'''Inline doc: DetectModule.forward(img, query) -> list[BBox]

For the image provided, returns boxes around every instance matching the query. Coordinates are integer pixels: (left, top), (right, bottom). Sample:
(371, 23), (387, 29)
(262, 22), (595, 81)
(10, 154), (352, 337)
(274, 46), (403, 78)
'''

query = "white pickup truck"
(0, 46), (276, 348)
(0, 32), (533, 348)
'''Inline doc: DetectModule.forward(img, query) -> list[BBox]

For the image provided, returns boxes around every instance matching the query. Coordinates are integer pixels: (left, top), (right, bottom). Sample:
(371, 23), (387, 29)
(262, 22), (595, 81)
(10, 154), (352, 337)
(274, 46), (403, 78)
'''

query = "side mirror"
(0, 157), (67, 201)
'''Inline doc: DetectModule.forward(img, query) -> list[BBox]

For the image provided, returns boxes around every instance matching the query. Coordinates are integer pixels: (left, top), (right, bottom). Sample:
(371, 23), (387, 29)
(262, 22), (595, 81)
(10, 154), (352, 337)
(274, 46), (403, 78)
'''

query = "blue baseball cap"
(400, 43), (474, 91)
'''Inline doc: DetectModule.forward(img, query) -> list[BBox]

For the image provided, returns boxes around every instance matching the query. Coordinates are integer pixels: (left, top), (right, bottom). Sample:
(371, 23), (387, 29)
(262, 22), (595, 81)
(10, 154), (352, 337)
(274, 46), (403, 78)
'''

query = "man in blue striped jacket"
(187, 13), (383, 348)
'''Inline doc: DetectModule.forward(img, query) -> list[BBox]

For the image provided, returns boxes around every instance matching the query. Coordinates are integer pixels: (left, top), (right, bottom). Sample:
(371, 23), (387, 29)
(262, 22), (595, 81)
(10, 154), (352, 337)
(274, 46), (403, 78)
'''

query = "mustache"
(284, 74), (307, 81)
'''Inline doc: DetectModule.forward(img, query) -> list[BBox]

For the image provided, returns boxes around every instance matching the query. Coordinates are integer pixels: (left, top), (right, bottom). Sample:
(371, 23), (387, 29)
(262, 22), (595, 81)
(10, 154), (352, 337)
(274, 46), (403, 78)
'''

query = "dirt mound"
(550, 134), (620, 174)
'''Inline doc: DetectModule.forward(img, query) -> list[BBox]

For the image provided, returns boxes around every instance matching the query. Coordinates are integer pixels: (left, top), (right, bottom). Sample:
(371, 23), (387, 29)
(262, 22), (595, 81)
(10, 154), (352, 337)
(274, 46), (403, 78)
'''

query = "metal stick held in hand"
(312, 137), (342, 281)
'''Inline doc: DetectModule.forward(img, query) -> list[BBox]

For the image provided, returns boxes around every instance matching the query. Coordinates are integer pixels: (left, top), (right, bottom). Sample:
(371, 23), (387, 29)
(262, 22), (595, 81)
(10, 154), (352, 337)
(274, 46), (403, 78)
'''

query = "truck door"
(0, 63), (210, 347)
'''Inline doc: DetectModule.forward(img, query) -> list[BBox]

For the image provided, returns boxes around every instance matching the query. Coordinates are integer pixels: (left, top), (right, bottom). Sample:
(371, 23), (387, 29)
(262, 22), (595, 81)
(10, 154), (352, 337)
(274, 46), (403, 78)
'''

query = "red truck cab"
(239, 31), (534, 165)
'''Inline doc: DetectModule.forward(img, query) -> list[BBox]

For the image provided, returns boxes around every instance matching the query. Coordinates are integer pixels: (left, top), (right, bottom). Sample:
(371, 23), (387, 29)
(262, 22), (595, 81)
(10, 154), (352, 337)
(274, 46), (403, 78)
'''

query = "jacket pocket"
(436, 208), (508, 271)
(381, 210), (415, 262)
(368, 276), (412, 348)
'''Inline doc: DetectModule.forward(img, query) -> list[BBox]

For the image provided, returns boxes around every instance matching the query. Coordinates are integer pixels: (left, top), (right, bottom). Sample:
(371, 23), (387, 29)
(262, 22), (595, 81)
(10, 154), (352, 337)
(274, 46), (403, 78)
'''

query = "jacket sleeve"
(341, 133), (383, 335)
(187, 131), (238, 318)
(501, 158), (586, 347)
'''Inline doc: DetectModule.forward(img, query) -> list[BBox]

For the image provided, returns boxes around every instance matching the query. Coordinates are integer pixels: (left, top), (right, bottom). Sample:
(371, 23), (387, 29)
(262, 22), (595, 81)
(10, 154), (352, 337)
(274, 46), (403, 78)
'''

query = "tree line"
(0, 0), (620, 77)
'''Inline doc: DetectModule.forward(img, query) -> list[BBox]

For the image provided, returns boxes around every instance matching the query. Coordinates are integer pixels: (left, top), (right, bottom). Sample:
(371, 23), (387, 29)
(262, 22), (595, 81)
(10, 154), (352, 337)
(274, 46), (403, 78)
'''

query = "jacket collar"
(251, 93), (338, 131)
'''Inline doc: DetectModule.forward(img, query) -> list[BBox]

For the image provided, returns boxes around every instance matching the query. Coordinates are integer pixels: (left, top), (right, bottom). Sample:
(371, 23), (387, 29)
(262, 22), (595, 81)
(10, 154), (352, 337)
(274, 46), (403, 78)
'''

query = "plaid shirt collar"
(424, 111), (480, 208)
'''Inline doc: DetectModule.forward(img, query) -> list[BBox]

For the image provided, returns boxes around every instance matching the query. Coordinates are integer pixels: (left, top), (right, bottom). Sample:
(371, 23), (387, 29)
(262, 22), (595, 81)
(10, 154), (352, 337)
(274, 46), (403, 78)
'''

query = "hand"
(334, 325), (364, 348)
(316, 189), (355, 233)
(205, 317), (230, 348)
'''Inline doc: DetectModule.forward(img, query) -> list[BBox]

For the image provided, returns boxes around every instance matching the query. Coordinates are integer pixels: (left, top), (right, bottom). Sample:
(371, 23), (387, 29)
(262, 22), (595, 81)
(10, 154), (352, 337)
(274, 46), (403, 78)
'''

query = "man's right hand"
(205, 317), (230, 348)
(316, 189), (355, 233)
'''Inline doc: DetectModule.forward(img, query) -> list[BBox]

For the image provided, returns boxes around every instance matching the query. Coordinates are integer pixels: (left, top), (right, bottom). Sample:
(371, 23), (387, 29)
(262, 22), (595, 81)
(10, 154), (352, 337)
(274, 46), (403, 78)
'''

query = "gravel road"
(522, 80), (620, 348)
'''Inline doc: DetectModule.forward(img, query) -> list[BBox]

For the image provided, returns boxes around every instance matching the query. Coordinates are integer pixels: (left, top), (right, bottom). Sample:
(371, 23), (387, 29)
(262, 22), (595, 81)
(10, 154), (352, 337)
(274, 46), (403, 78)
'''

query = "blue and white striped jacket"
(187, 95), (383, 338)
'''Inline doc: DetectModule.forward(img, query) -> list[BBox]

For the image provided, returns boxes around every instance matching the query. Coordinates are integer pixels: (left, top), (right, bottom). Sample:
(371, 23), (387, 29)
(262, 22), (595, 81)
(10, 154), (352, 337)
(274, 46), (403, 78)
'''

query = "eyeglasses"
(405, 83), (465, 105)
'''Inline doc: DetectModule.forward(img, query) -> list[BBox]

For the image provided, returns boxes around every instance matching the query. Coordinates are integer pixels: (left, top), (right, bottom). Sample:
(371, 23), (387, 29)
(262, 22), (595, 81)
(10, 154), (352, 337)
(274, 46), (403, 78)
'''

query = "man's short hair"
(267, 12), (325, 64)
○ ○ ○ ○
EXERCISE GOAL
Filter the records above, copying every line that contains the string "jacket". Matching is case-sensitive.

OUTPUT BELOW
query = "man in blue striped jacket"
query = "jacket pocket"
query = "jacket sleeve"
query = "jacket collar"
query = "blue and white striped jacket"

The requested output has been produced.